## TASK SET
• 1. Print the portion of the MediaRSS module documentation starting at "use XML::FeedPP;" and ending at "and it shouldn't.".
• 2. Answer these from the MediaRSS module documentation:
(a) What version number does it give?
(b) In the synopsis, what message is passed to die when a content entry is marked adult?
(c) Whose MediaRSS extension does the description say XML::FeedPP does not support?
START EXCERPT TO READ
XML::FeedPP::MediaRSS - MediaRSS support for XML::FeedPP

=head1 VERSION

version 0.02

=head1 SYNOPSIS

    use XML::FeedPP;

    my $feed  = XML::FeedPP->new('http://a.media.rss/source');
    my $media = XML::FeedPP::MediaRSS->new($feed);
    for my $i ( $feed->get_item ) {
        for my $content ( $media->for_item($i) ) {
            die "18 or over" if $content->{adult};
        }
    }

=head1 DESCRIPTION

XML::FeedPP does not support Yahoo's MediaRSS extension, and it shouldn't.
It's only supported in some formats, and XML::FeedPP is a
lowest-common-denominator kind of module. That said, sometimes you need to
consume feeds with MediaRSS in them.

=head1 METHODS

=head2 new ( feed )
END EXCERPT TO READ
START ROWS
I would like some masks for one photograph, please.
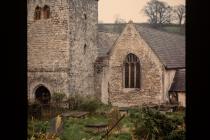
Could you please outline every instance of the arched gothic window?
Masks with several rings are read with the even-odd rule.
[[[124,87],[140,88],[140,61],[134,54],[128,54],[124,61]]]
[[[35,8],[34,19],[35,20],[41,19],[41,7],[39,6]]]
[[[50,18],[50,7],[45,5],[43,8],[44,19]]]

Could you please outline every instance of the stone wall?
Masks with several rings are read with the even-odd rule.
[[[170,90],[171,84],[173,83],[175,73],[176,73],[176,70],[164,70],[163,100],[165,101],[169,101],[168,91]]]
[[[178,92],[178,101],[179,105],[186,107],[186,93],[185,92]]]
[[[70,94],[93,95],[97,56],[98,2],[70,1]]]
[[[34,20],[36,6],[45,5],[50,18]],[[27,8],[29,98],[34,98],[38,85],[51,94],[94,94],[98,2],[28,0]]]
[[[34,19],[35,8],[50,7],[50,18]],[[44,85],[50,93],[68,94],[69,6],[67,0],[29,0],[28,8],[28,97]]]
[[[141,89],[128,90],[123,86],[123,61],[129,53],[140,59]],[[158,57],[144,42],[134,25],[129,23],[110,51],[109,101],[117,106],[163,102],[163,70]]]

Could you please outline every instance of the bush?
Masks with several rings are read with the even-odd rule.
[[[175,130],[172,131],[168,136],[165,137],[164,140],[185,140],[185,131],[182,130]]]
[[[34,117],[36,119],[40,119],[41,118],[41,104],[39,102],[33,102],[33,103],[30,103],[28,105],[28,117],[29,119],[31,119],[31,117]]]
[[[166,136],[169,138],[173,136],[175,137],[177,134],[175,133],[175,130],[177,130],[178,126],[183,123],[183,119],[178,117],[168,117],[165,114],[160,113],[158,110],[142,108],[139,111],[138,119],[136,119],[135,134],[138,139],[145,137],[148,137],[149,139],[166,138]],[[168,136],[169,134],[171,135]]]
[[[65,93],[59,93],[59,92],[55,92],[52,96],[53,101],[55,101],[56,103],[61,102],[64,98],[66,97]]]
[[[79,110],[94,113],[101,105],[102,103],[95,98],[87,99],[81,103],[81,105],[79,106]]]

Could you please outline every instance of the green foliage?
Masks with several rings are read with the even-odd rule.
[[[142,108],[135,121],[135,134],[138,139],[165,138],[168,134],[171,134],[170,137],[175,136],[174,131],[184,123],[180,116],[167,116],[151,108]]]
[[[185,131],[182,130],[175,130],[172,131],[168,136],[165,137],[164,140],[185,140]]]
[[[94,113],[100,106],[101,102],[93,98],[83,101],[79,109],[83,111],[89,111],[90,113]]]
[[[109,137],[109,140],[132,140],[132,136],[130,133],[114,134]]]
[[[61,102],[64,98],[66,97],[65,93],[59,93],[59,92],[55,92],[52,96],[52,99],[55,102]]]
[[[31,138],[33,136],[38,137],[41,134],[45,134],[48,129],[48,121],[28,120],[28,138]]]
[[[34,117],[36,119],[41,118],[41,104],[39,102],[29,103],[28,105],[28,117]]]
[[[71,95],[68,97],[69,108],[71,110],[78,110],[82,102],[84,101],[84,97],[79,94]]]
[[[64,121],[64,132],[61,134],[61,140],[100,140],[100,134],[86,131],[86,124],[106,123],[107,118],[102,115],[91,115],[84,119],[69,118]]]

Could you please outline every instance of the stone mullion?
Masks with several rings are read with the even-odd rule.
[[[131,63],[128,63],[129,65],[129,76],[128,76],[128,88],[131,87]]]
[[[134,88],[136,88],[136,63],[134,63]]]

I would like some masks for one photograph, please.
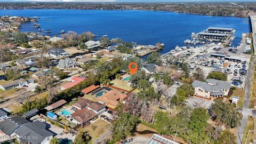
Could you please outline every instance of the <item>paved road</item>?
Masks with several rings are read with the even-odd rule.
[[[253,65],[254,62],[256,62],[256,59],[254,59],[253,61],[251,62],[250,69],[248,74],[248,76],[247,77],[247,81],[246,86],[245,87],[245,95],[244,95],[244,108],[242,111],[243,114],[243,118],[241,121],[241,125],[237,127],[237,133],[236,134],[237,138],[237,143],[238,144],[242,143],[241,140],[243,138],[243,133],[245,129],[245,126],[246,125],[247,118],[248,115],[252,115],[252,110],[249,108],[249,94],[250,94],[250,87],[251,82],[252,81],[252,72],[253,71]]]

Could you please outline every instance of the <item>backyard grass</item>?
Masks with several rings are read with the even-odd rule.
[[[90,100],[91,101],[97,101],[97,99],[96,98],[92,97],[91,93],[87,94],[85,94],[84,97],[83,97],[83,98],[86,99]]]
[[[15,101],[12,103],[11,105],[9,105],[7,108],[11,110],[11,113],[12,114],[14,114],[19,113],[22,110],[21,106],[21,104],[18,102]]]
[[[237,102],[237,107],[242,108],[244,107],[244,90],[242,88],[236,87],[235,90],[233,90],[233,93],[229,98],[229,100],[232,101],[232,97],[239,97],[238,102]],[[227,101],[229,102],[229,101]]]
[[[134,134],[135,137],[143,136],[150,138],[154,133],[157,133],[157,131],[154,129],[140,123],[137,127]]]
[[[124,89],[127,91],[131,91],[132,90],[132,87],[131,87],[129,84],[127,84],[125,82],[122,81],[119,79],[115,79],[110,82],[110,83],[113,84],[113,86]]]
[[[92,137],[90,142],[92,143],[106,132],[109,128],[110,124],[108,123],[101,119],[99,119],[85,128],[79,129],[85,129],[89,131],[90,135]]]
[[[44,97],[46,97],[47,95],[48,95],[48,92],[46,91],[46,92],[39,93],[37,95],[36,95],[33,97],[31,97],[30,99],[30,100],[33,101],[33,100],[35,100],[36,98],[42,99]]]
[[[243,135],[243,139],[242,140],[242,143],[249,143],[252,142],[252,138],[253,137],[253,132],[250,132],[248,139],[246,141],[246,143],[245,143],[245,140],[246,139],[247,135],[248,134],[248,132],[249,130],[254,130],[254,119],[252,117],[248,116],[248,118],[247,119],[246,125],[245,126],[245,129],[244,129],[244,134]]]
END ROWS
## SOLUTIONS
• 1.
use XML::FeedPP;

    my $feed  = XML::FeedPP->new('http://a.media.rss/source');
    my $media = XML::FeedPP::MediaRSS->new($feed);
    for my $i ( $feed->get_item ) {
        for my $content ( $media->for_item($i) ) {
            die "18 or over" if $content->{adult};
        }
    }

=head1 DESCRIPTION

XML::FeedPP does not support Yahoo's MediaRSS extension, and it shouldn't.

• 2.
(a) 0.02
(b) "18 or over"
(c) Yahoo's